● **Location labeling records**:
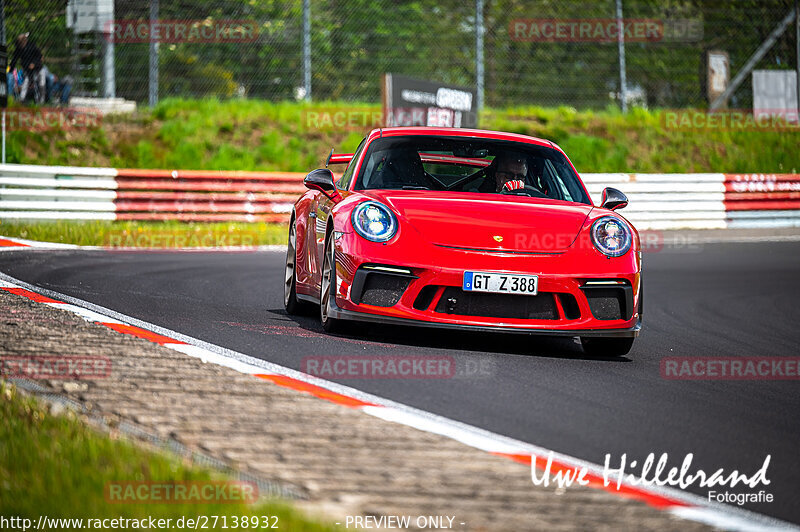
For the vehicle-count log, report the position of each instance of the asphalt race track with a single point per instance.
(722, 299)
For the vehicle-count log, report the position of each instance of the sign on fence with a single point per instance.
(414, 102)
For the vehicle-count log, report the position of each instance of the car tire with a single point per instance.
(293, 306)
(606, 347)
(327, 288)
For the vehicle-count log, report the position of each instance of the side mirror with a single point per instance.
(613, 199)
(322, 180)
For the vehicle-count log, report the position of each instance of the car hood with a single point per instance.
(487, 221)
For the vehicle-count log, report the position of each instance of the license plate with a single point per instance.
(500, 283)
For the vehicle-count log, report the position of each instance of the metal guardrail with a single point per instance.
(657, 201)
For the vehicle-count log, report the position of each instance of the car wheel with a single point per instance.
(328, 288)
(606, 347)
(292, 305)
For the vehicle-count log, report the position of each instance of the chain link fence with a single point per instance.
(543, 52)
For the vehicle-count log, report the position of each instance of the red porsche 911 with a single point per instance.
(465, 229)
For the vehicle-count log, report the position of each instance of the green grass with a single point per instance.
(148, 234)
(261, 135)
(59, 467)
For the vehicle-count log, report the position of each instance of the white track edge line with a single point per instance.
(700, 510)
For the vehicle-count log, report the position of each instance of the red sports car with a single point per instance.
(465, 229)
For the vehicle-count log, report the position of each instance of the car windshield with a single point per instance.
(469, 165)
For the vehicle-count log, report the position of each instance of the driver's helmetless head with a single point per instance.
(510, 167)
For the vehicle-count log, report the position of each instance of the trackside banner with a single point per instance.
(415, 102)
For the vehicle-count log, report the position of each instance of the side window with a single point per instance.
(344, 181)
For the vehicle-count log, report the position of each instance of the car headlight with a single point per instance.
(374, 221)
(611, 236)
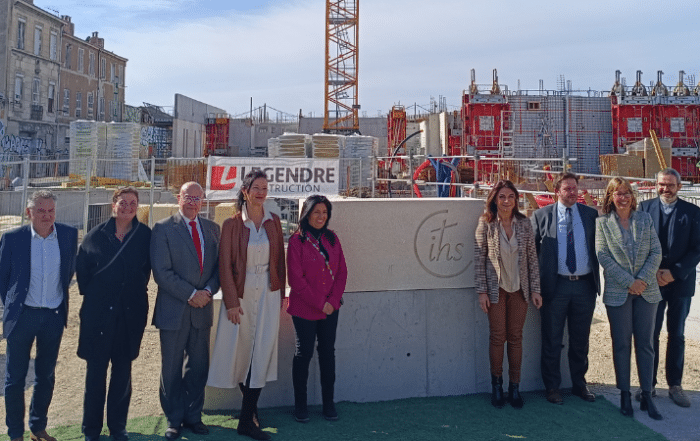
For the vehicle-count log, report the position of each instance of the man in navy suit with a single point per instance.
(677, 223)
(570, 280)
(37, 262)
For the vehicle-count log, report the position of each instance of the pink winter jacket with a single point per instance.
(310, 280)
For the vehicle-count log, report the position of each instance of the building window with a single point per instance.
(21, 26)
(91, 104)
(37, 40)
(66, 102)
(78, 104)
(53, 46)
(52, 91)
(69, 50)
(101, 108)
(91, 66)
(36, 96)
(18, 87)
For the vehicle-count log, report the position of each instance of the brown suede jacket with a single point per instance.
(233, 254)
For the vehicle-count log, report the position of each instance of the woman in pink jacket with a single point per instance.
(317, 274)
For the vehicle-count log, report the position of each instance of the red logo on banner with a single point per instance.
(223, 177)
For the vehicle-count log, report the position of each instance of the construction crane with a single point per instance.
(342, 32)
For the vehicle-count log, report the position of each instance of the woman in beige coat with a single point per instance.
(507, 276)
(252, 272)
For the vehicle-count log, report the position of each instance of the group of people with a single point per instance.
(648, 252)
(190, 259)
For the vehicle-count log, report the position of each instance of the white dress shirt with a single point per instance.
(45, 272)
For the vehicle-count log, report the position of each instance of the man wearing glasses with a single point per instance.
(677, 223)
(184, 258)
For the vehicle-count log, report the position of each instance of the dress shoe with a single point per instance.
(516, 400)
(554, 396)
(648, 404)
(197, 428)
(172, 433)
(638, 394)
(583, 393)
(42, 436)
(250, 429)
(498, 400)
(626, 403)
(678, 396)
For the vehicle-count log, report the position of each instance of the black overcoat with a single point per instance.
(120, 290)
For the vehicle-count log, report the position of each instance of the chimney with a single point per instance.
(69, 26)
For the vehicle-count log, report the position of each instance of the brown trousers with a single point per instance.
(506, 321)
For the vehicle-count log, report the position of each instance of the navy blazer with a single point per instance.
(683, 248)
(544, 224)
(15, 266)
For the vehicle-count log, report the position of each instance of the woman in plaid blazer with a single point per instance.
(629, 251)
(507, 276)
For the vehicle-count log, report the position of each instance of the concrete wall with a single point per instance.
(410, 326)
(189, 126)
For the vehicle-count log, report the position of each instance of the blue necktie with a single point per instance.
(570, 248)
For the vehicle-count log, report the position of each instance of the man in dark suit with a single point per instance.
(570, 280)
(677, 223)
(184, 258)
(37, 263)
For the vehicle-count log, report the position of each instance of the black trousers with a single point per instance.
(572, 302)
(119, 394)
(677, 310)
(307, 332)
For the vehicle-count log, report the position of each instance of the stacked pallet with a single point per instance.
(289, 145)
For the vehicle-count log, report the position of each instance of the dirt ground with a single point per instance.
(67, 405)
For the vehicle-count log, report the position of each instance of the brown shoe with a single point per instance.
(554, 396)
(42, 436)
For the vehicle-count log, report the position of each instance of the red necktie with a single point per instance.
(197, 245)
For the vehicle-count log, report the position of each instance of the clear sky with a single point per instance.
(225, 52)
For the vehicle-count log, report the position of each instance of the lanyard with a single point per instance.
(314, 243)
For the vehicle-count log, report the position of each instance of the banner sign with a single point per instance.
(291, 178)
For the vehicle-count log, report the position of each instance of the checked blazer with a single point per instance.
(487, 254)
(618, 269)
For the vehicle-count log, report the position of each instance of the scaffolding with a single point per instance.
(342, 35)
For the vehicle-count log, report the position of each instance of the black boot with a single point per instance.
(626, 403)
(648, 404)
(497, 397)
(246, 425)
(516, 400)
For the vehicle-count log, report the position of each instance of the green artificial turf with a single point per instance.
(468, 417)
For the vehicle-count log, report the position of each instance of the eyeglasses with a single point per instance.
(626, 194)
(191, 199)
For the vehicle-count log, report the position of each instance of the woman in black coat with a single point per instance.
(113, 269)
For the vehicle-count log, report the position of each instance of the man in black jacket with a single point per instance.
(677, 223)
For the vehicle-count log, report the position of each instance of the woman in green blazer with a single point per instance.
(629, 251)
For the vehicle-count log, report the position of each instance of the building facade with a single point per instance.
(48, 78)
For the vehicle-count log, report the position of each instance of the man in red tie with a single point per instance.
(184, 257)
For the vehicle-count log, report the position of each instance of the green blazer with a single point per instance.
(617, 266)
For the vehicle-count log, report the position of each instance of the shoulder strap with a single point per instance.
(120, 250)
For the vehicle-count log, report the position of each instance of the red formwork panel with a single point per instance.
(681, 123)
(631, 122)
(481, 120)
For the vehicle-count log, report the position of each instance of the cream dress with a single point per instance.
(252, 345)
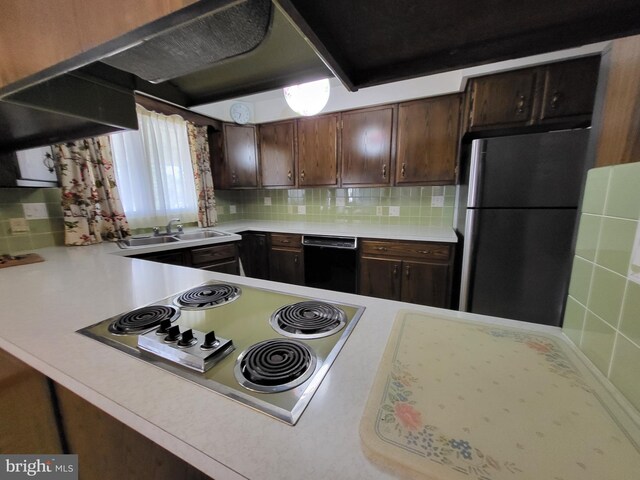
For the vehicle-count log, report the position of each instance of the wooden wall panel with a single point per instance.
(619, 125)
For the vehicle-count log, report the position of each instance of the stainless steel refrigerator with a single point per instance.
(518, 211)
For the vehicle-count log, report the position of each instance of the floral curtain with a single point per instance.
(90, 201)
(199, 148)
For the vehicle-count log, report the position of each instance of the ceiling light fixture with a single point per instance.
(308, 98)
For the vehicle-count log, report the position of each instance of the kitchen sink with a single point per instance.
(200, 235)
(169, 238)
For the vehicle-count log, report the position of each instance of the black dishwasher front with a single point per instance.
(330, 262)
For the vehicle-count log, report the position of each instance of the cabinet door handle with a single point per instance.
(555, 100)
(520, 104)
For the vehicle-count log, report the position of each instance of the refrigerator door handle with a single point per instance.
(475, 172)
(467, 255)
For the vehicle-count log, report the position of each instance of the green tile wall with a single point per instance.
(603, 308)
(340, 205)
(42, 233)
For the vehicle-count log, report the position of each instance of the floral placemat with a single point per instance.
(461, 400)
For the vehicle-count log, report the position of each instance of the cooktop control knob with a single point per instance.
(210, 340)
(164, 327)
(187, 338)
(173, 333)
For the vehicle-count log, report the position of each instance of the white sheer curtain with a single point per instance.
(154, 172)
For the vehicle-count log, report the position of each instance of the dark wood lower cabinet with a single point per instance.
(109, 450)
(254, 254)
(380, 277)
(221, 258)
(425, 283)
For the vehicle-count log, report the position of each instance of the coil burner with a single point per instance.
(207, 296)
(143, 319)
(275, 365)
(308, 320)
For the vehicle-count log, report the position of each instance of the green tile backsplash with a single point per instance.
(371, 206)
(602, 316)
(42, 232)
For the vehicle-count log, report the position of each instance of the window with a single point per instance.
(154, 172)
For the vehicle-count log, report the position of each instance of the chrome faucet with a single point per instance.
(170, 223)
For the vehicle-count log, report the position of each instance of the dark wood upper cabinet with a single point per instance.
(569, 89)
(241, 155)
(234, 157)
(277, 154)
(318, 151)
(367, 146)
(504, 99)
(428, 137)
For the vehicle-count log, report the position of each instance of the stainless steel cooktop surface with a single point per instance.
(266, 349)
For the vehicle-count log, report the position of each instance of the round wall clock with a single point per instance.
(240, 113)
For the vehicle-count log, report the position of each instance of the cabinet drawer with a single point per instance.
(211, 254)
(408, 250)
(285, 240)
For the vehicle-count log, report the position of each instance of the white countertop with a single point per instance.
(79, 286)
(391, 232)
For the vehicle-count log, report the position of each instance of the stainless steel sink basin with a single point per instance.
(136, 242)
(200, 235)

● **GIVEN REQUEST**: Give the lines from the one containing "burner with a single point per instance." through the end of the entries again, exactly as written and with no other lines.

● **SOLUTION**:
For the vehicle-count log, report the position of each instance of the coil burner with a single point per instance.
(207, 296)
(143, 319)
(275, 365)
(308, 320)
For the vehicle-count log, report the position of each instance of the green tile backsplash with a single point per instance.
(371, 206)
(602, 316)
(42, 232)
For the vehicle-count log, report the position of each instance of the window with a single point per instance.
(154, 172)
For the vehicle-count log, report the position of each instance of the chrome faucet with a single point per instance.
(170, 223)
For the vehicle-count log, report the position of each instance of the dark wood upper cabinet with a single point per instance.
(569, 89)
(241, 155)
(234, 157)
(277, 154)
(318, 151)
(367, 146)
(504, 99)
(428, 137)
For the vehicle-count log, report the position of each instance of the stainless steel cooktop surface with a single point per instance.
(266, 349)
For the vehicle-count log, report the position of each instance of the round wall clock with a single point per instance.
(240, 113)
For the vehicle-count log, report the position of each instance of the cabinet drawer with a single point per instance.
(211, 254)
(408, 250)
(285, 240)
For the vehicle-count log, report the position of each instance of the white countertop with a single point per instance.
(79, 286)
(391, 232)
For the vehicle-count log, report the position of each instance of the stainless steel sink basin with a single point per instance.
(136, 242)
(200, 235)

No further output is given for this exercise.